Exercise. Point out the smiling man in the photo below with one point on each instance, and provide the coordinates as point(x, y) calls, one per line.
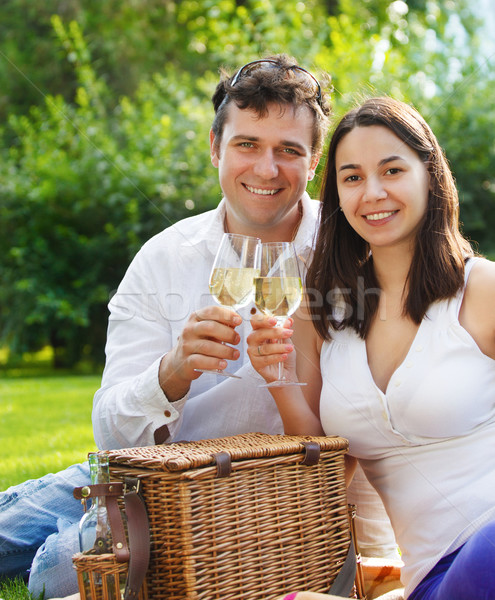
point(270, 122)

——

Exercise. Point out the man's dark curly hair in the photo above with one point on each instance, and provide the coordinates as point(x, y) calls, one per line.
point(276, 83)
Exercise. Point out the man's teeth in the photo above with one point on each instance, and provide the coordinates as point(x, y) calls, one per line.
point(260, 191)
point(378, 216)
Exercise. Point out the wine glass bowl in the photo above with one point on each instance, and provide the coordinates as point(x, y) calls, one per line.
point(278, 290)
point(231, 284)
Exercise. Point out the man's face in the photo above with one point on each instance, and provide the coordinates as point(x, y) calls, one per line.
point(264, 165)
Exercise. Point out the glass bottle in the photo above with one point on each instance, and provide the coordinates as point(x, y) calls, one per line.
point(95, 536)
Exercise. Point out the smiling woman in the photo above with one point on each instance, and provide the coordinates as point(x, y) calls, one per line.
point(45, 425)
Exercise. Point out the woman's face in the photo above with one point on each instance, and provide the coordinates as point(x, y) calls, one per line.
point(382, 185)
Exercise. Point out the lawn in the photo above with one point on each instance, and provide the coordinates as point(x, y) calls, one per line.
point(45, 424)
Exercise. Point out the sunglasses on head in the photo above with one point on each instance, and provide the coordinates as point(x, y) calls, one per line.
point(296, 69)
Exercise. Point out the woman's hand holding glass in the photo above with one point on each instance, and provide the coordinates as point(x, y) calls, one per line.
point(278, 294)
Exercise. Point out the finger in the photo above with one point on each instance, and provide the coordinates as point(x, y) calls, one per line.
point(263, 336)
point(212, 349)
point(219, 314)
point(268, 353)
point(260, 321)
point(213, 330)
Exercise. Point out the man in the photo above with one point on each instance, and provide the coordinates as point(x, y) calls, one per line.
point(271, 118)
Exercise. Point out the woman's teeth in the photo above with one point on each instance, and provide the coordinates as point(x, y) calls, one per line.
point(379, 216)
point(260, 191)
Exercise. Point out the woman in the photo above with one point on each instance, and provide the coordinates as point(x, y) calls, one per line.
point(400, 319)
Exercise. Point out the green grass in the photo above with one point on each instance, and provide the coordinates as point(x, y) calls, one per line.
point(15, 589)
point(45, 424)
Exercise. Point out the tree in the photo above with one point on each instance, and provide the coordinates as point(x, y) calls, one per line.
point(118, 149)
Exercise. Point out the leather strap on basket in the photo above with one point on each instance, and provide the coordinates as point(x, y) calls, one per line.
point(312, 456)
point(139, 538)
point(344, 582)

——

• Work instructions: Can you lay out the records between the lines holding "Exercise. Point out the woman in" and "point(344, 582)", inclusive, as a two-column CSV with the columns request and answer, one row per record? Put each value in a single quoted field, turning any line breaks into spaces.

• Answer to this exercise:
request,answer
"Exercise. Point out the woman in the photo above with one point on each instance, and provide the coordinates as point(x, y) calls, one per line.","point(400, 319)"
"Exercise. Point out the green grass in the photo above with one point on each instance, and provide the coordinates as point(x, y) calls, one per line.","point(15, 589) point(45, 424)"
"Exercise. Point out the tree in the photo above with one point on each instance, and provide the coordinates as point(x, y) calls, one per line.","point(118, 149)"
"Exercise. Point out the leather strap on basket in the photo above with one point on each instance, and provide the coordinates as point(x, y) calls, one per line.","point(312, 456) point(139, 538) point(344, 582)"